Written exercise 1:
Reproduce the stock option agreement text word for word between "3. EXPIRATION OF" and "months after Retirement.", inclusive.
Written exercise 2:
Resume the stock option agreement text from the point at which it ends.

3. EXPIRATION OF OPTIONS. Unless otherwise determined by the Committee, to
the extent not previously exercised, the Options will expire on the earliest of,
(a) the tenth anniversary of the Grant Date; (b) ninety days after the date that
the Optionee ceases to be an Eligible Participant for any reason other than
Cause, death, Disability or Retirement; (c) immediately upon the Optionee's
termination of employment for Cause; (d) one year after the date that the
Optionee ceases to be an Eligible Participant by reason of such person's
Retirement, death or Disability; provided, however, that the ISO will convert to
an NSO if exercised more than twelve months after Disability or more than three
months after Retirement.
4. OPTIONEE RIGHTS. No rights or privileges of a shareholder of the Company
are conferred by reason of the granting of the Options. The Optionee will not
become a shareholder of the Company with respect to the Option Stock unless and
until the Options have been properly exercised and the Option Price fully paid
for the number of the Options exercised.
5. TRANSFERABILITY. The Options are not transferable, except by the laws of
descent and distribution, however, the Committee has the discretion to allow for
other Transfers of Options, but only to the extent provided in the Plan and only
when such Transfer would be considered a completed gift for tax purposes. If an
Option is transferred, it will continue to be subject to the terms and
conditions of this Agreement, together with the Plan, and may not be transferred
again. If the Options are transferable during the Optionee's lifetime, the
Optionee will remain responsible for all applicable withholding taxes upon the
exercise of any transferred Options and will, prior to transferring any Options,
notify the Company of the anticipated Transfer. The Company shall not be
required to provide to the transferee any notice of termination of any of the
Options. If the Optionee transfers an Option and dies before a transferred
Option has been exercised, the Option will automatically terminate upon the
earlier of one year from the date of the Optionee's death or the expiration of
the Option pursuant to this Agreement.
6. COMPANY'S REPURCHASE OPTION AND OPTIONEE'S PUT OPTION.

Given material:
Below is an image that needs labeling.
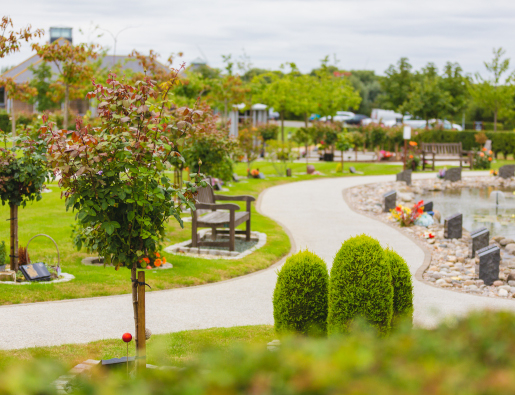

Output 1:
3. EXPIRATION OF OPTIONS. Unless otherwise determined by the Committee, to
the extent not previously exercised, the Options will expire on the earliest of,
(a) the tenth anniversary of the Grant Date; (b) ninety days after the date that
the Optionee ceases to be an Eligible Participant for any reason other than
Cause, death, Disability or Retirement; (c) immediately upon the Optionee's
termination of employment for Cause; (d) one year after the date that the
Optionee ceases to be an Eligible Participant by reason of such person's
Retirement, death or Disability; provided, however, that the ISO will convert to
an NSO if exercised more than twelve months after Disability or more than three
months after Retirement.

Output 2:
(a) The Company's Repurchase Option. In the event that Optionee acquires
Option Stock pursuant to a valid exercise pursuant to this Agreement, then the
Company shall have the right to repurchase such Option Stock upon the Optionee
ceasing to be an Eligible Participant for any reason, provided that the Company
determines that the Option Stock is not then readily tradable, as such term is
used for purposes of the Peoples State Bank 401(k), Profit Sharing Plan and
Employee Stock Ownership Plan (the "ESOP") and as determined pursuant to Code
Section 401(a)(28)(C) ("Readily Tradable"). The repurchase price per share shall
be the appraised value per share of the Company's common stock held by the
Peoples State Bank 401(k), Profit Sharing Plan and ESOP as of the appraisal date
that most recently precedes the date of the Company's election to repurchase.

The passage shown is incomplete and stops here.